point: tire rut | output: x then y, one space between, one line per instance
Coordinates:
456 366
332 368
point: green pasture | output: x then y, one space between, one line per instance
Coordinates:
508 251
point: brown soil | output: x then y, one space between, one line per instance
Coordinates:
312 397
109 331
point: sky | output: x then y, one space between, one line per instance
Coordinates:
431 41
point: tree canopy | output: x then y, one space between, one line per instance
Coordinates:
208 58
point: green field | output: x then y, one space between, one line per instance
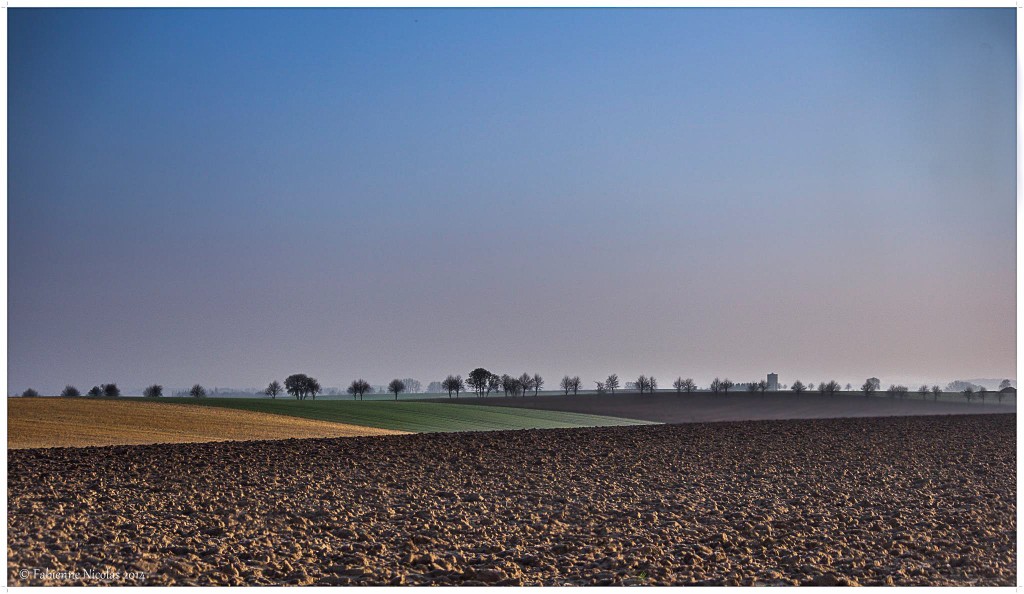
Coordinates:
412 416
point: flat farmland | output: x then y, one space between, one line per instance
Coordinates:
705 407
870 501
80 422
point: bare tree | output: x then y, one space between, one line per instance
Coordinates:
396 387
357 388
525 384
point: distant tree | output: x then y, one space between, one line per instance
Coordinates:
357 388
273 388
296 384
449 384
477 380
525 383
396 387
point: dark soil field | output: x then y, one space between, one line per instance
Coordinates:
• • • •
**DESCRIPTION OF THE TASK:** Rewrite all of the material above with every "Coordinates" changed to "Locations" and nothing else altered. Leave the pictures out.

**THE RESULT:**
point: tire rut | output: x then y, one space between, one line per instance
Locations:
456 366
332 368
point: green pasture | output: x then y, one space between, one line per instance
Locations:
508 251
point: brown soil | output: x then y, one space between, one line per instance
Locations:
312 397
109 331
point: sky | output: x then y, one space between, one line per instance
Locations:
431 41
point: tree canopy | output: x then y, one space between, one line per instance
Locations:
208 58
point: green field | output: x then y, one space between, one line per instance
Locations:
412 416
point: flat farmland | output: x then y, one space between, one line per instance
Locations:
705 407
870 501
80 422
point: bare tree | output: x then y, one space between, one line per instance
Locations:
396 387
357 388
525 384
point: distant tree | output: x then y, one space between, one line per instance
Locations:
357 388
273 388
296 384
449 384
477 380
525 383
396 387
point: dark soil field | output: x then y, one space between, one line per instance
Locations:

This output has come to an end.